■ Aufgaben ■
1 > Gib an, wen der Auszug als Leistungserbringer bezeichnet.
2 > Zähle alle Begriffe auf, die der Auszug im Satz ab „Kurzum“ neben „das Höchste“ stellt, um es zu benennen.
3 > Kopiere aus dem Auszug wortgetreu alles von „Das dritte und“ bis hinunter zu „Gottessohn Jesus Christus.“.

■ Auszug ■
—————

Das dritte und letzte von Johannes übermittelte Kreuzeswort ergreift das denkbar Höchste, die Vollkommenheit. Hier vollbringt Jesus das größte aller Wunder. Er bringt die denkbar größten Extreme zusammen. Er überwindet die Urspannung, welche sich zwischen dem Archetyp der Einheit und dem der Zweiheit auftut, um deren Verstehen und Erlösung jede Religion ringt. Kurzum: Selbst das Höchste, über das hinaus nichts Größeres gedacht werden kann, die Einheit, Ganzheit und Vollkommene bedarf der Zweiheit, des Anderen und einst Verschmähten. Ohne jenen Archetyp der Zwei zu würdigen und zu erhöhen, kann auch die Vollkommenheit nicht gedacht werden. Der Leistungserbringer ist ein verbindlich handelnder Dritter – der Menschen- und Gottessohn Jesus Christus.

—————

■ Gegebene Einträge ■
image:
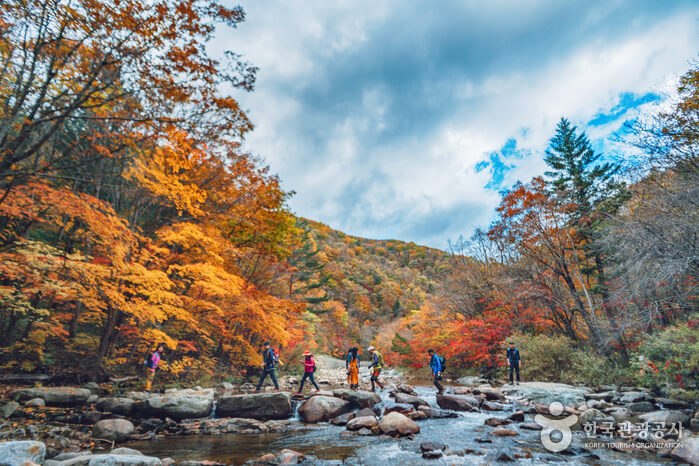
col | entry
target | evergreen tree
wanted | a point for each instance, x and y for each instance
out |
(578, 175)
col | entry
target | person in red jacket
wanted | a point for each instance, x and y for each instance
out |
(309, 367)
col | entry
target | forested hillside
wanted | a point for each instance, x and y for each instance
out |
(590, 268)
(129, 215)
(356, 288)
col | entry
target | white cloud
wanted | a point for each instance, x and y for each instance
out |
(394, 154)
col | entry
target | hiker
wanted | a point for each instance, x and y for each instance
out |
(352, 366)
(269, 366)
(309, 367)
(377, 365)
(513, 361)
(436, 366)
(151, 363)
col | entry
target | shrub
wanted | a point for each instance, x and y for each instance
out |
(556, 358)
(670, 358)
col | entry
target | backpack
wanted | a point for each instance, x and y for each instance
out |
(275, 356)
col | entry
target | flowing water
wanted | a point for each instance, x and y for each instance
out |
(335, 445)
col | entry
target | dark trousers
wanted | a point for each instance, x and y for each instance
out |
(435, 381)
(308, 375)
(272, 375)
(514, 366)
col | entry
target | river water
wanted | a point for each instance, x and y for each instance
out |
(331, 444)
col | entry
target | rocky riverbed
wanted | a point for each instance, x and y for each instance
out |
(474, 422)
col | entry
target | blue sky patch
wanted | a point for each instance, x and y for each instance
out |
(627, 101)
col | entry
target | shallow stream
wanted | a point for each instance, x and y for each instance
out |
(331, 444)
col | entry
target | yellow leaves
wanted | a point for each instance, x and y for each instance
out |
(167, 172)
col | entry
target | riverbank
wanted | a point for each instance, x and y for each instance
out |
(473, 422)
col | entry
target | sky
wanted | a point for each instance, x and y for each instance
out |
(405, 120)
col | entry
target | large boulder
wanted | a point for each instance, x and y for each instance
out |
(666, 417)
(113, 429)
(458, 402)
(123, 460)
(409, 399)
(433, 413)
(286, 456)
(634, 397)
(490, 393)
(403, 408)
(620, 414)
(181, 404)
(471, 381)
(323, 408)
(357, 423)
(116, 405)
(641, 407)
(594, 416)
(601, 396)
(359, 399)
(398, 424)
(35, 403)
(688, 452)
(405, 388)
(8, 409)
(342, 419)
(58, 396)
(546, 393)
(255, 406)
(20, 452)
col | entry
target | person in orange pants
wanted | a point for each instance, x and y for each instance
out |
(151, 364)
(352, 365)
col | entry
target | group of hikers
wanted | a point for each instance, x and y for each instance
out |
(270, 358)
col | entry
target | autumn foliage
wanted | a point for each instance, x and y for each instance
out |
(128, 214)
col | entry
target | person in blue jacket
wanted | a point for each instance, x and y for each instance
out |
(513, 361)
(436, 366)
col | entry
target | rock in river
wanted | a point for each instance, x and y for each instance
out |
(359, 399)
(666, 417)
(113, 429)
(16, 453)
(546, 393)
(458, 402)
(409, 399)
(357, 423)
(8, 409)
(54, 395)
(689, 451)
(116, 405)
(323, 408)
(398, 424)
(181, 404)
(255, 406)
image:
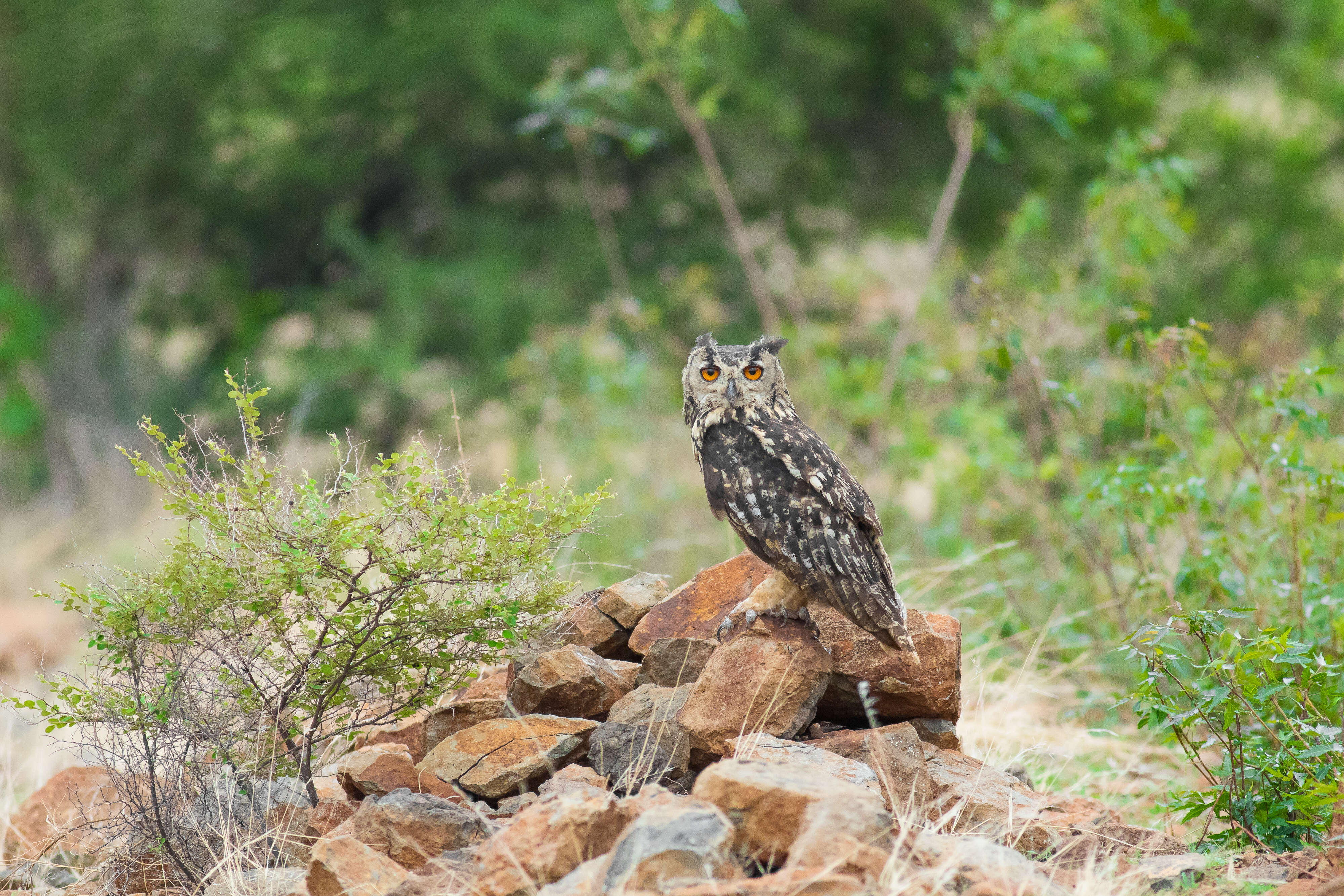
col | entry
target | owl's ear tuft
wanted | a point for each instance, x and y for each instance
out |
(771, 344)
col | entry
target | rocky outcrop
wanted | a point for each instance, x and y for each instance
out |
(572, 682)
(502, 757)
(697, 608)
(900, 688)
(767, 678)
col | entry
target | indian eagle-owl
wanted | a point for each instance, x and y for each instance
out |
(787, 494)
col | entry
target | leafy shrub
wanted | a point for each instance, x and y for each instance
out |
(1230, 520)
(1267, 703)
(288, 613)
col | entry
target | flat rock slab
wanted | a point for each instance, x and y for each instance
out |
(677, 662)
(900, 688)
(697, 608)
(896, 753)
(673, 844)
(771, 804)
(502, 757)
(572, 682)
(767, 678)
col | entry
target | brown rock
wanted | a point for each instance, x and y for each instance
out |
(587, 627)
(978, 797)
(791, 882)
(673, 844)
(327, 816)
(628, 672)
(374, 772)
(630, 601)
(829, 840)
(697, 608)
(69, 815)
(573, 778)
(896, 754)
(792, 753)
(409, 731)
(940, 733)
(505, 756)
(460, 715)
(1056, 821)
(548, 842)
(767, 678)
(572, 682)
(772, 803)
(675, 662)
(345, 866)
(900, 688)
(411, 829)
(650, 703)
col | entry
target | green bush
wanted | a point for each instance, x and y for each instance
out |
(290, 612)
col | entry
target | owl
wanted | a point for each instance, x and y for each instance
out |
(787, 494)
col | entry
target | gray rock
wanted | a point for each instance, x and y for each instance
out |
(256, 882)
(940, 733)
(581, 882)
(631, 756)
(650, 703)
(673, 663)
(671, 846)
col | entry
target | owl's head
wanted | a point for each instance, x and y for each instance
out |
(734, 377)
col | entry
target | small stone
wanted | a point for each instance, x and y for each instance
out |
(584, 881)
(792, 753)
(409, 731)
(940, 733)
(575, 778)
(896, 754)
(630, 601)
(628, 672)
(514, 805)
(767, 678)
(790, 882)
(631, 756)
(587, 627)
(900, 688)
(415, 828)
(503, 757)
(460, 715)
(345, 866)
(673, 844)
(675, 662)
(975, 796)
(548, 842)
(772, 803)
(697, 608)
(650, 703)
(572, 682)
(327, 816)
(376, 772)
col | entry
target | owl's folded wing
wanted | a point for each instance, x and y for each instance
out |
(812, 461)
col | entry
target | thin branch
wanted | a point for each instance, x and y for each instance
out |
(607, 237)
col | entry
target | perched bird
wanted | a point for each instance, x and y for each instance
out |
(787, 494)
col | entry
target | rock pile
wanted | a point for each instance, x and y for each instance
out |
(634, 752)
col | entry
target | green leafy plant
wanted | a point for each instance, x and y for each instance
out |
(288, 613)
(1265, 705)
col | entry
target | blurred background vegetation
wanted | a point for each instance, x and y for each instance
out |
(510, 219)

—————

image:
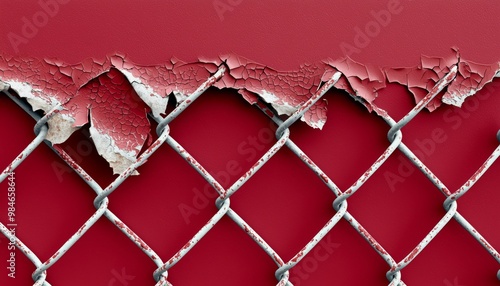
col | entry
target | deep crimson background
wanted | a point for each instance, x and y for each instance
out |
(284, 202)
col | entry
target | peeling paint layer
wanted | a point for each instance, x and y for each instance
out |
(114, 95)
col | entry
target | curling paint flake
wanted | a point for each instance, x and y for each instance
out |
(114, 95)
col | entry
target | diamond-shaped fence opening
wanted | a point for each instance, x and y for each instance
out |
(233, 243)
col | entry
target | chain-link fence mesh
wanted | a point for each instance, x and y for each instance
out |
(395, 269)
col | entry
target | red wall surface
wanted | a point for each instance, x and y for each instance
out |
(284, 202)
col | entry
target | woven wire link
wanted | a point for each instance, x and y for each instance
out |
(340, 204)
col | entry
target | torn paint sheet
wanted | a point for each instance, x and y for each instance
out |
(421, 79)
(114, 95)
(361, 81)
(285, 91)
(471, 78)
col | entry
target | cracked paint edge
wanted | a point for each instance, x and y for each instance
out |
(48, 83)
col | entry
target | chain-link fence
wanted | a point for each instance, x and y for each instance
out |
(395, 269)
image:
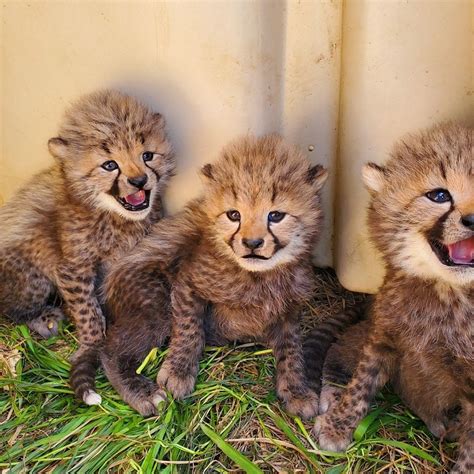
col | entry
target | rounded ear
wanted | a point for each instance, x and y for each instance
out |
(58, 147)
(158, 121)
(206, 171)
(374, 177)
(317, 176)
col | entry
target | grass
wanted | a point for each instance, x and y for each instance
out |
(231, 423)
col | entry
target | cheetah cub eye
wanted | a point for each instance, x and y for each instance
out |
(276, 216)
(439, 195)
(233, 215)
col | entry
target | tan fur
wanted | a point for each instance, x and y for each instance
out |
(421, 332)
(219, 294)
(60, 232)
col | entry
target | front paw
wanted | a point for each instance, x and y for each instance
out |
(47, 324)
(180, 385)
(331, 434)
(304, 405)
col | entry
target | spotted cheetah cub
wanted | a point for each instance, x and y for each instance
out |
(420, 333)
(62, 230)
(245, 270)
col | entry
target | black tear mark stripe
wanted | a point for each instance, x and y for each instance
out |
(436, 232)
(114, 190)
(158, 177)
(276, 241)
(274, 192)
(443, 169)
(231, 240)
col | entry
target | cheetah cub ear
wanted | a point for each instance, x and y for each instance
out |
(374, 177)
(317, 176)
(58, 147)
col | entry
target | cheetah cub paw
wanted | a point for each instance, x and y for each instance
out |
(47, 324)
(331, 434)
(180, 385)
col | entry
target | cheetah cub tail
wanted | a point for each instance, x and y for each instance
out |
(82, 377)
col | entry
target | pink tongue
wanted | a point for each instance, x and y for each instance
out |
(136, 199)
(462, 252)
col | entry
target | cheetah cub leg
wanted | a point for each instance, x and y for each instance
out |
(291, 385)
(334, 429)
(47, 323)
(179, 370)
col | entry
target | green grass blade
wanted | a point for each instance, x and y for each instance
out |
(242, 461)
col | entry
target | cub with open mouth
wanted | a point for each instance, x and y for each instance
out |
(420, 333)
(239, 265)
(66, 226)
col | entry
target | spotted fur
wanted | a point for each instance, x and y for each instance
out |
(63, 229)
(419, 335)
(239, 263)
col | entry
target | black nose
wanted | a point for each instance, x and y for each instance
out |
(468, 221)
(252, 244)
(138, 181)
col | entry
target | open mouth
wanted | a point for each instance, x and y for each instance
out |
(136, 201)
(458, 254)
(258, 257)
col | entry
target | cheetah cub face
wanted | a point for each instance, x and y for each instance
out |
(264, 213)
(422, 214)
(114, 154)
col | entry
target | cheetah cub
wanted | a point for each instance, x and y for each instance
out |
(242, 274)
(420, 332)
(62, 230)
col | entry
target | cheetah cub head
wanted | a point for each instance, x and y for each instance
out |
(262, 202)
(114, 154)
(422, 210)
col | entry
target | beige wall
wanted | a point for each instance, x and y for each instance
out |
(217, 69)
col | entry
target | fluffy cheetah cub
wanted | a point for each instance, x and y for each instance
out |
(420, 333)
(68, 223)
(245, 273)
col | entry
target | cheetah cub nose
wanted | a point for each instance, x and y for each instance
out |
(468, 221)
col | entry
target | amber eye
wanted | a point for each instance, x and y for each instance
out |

—————

■ Lösungen ■
1 > Der Menschen- und Gottessohn Jesus Christus.

2 > Einheit, Ganzheit, Vollkommene

3 >
Das dritte und letzte von Johannes übermittelte Kreuzeswort ergreift das denkbar Höchste, die Vollkommenheit. Hier vollbringt Jesus das größte aller Wunder. Er bringt die denkbar größten Extreme zusammen. Er überwindet die Urspannung, welche sich zwischen dem Archetyp der Einheit und dem der Zweiheit auftut, um deren Verstehen und Erlösung jede Religion ringt. Kurzum: Selbst das Höchste, über das hinaus nichts Größeres gedacht werden kann, die Einheit, Ganzheit und Vollkommene bedarf der Zweiheit, des Anderen und einst Verschmähten. Ohne jenen Archetyp der Zwei zu würdigen und zu erhöhen, kann auch die Vollkommenheit nicht gedacht werden. Der Leistungserbringer ist ein verbindlich handelnder Dritter – der Menschen- und Gottessohn Jesus Christus.